:: EXERCISE PASSAGE ::
╔══

The U.S. Supreme Court is currently hearing two cases regarding the legalities of President Biden’s student-loan forgiveness program. The program currently remains on hold after lower courts’ rulings that the plan remains stagnant until SCOTUS makes a final decision.
In August 2022, the Biden administration announced that up to $20,000 of student loans may be eligible for forgiveness for individuals who make less than $125,000 per year. Such an enactment would provide monetary relief to millions of Americans, potentially fully clearing the debt of 45% of borrowers. The proposal led to an onslaught of backlash, and, as of February, the Supreme Court has been challenged by at least six lawsuits regarding the plan, primarily originating from Republican-backed states and organizations.
More specifically, in September 2022, the GOP-led states of Arkansas, Kansas, Iowa, Missouri, Nebraska, and South Carolina, each took legal action in opposition to the proposal in the case Biden v. Nebraska. Their reasoning for such a lawsuit concerned the president’s supposed abuse of authority to cancel out millions of dollars of debt without a formal hearing and decision from Congress. However, the Biden administration claims that the Higher Education Relief Opportunities for Students Act, enacted in 2003, grants the Biden Administration the authority to “reduce or eliminate the obligation to repay the principal balance of federal student loan debt … provided all other requirements of the statute are satisfied.” This act was originally passed after the 9/11 attacks to provide relief for those whose payments may have been affected by the national tragedy. The primarily Republican-led states further their argument by affirming that loan forgiveness would decrease state tax revenue, especially to agencies that help coordinate and process these loans.

╚══

:: EXTRACTED MATERIAL ::
╔══

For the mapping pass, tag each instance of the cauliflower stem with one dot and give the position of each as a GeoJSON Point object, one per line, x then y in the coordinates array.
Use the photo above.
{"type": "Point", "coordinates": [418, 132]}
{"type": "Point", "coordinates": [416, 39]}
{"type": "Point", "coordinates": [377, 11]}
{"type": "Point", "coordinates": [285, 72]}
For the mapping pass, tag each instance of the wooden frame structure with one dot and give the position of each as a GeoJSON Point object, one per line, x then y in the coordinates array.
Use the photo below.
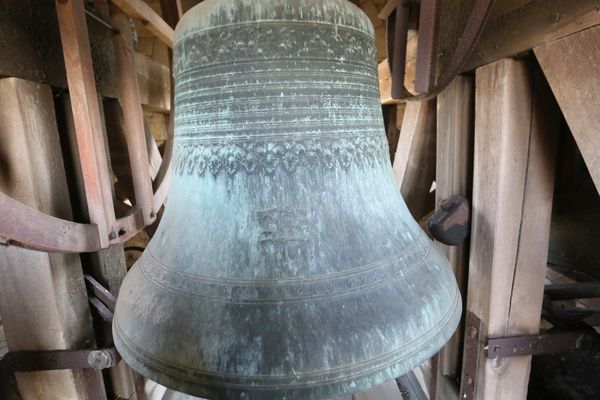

╚══

:: REQUIRED WORK ::
Restate the passage on the student-loan forgiveness cases between "In August 2022, the" and "states and organizations.", inclusive, substituting "opposition" for "backlash".

:: EXERCISE ANSWER ::
In August 2022, the Biden administration announced that up to $20,000 of student loans may be eligible for forgiveness for individuals who make less than $125,000 per year. Such an enactment would provide monetary relief to millions of Americans, potentially fully clearing the debt of 45% of borrowers. The proposal led to an onslaught of opposition, and, as of February, the Supreme Court has been challenged by at least six lawsuits regarding the plan, primarily originating from Republican-backed states and organizations.